■ **EXERCISE DIRECTIONS**:
Could you copy out every line of the data below, add 67 to each bounding-box coordinate in the results, and leave the pictures out?

■ **RECORDS FOR THIS TASK**:
────
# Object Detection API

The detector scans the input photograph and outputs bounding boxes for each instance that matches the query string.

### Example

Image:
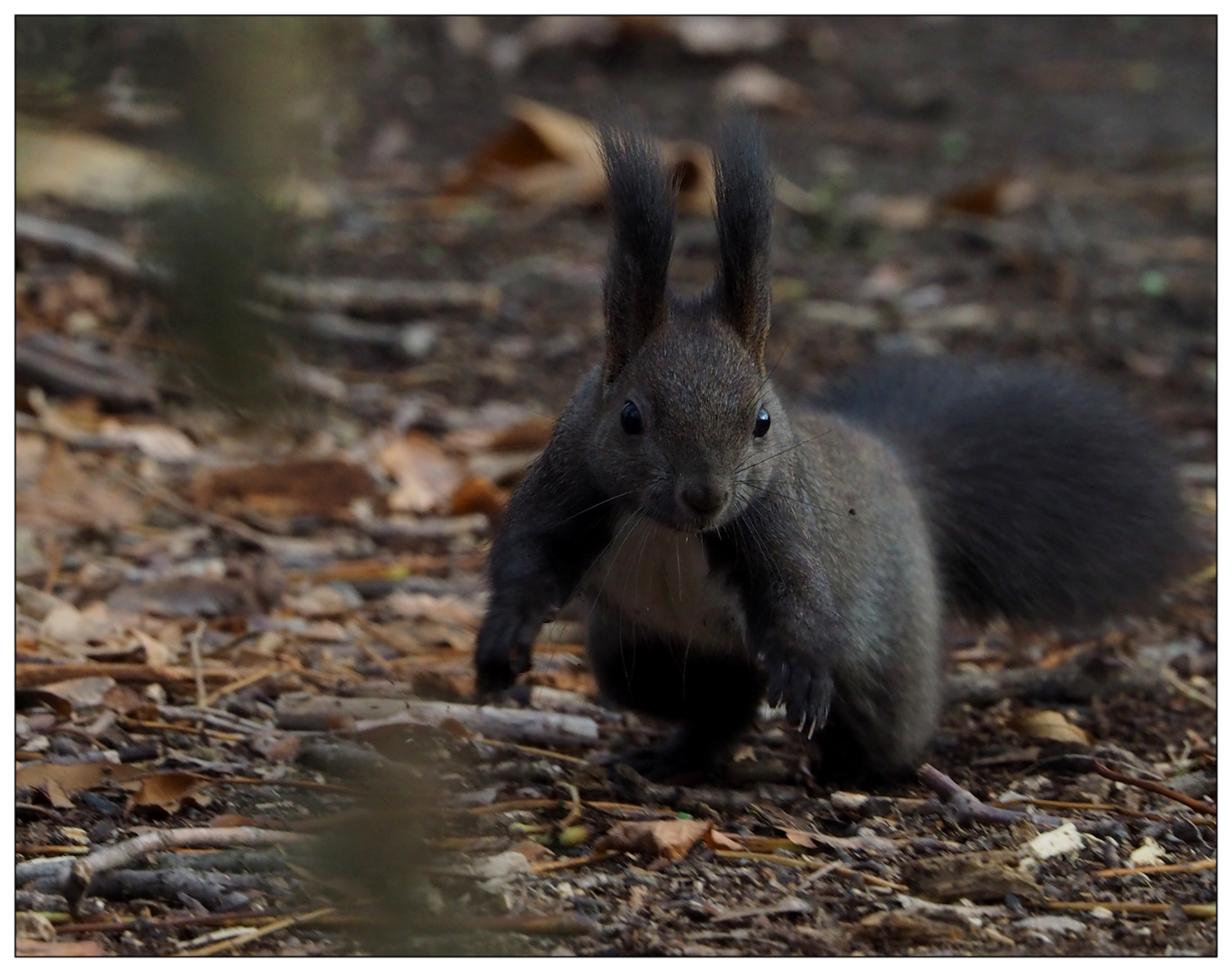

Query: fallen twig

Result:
[946,648,1165,705]
[261,274,500,313]
[1045,901,1215,918]
[1092,858,1218,878]
[63,826,314,911]
[919,762,1125,836]
[278,694,598,744]
[16,662,235,688]
[715,849,911,891]
[1092,759,1219,817]
[531,850,620,875]
[184,908,335,956]
[13,213,169,284]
────
■ **OUTPUT OF THE TASK**:
# Object Detection API

The detector scans the input photograph and outputs bounding boxes for each instance that matches the query string.

### Example

Image:

Query: fallen twig

Result:
[1013,715,1232,772]
[328,341,567,380]
[1112,968,1282,985]
[1159,925,1285,945]
[130,893,381,978]
[986,829,1192,903]
[345,761,665,811]
[83,729,302,755]
[782,916,978,958]
[1159,826,1286,884]
[598,917,687,942]
[251,975,402,1023]
[80,280,236,351]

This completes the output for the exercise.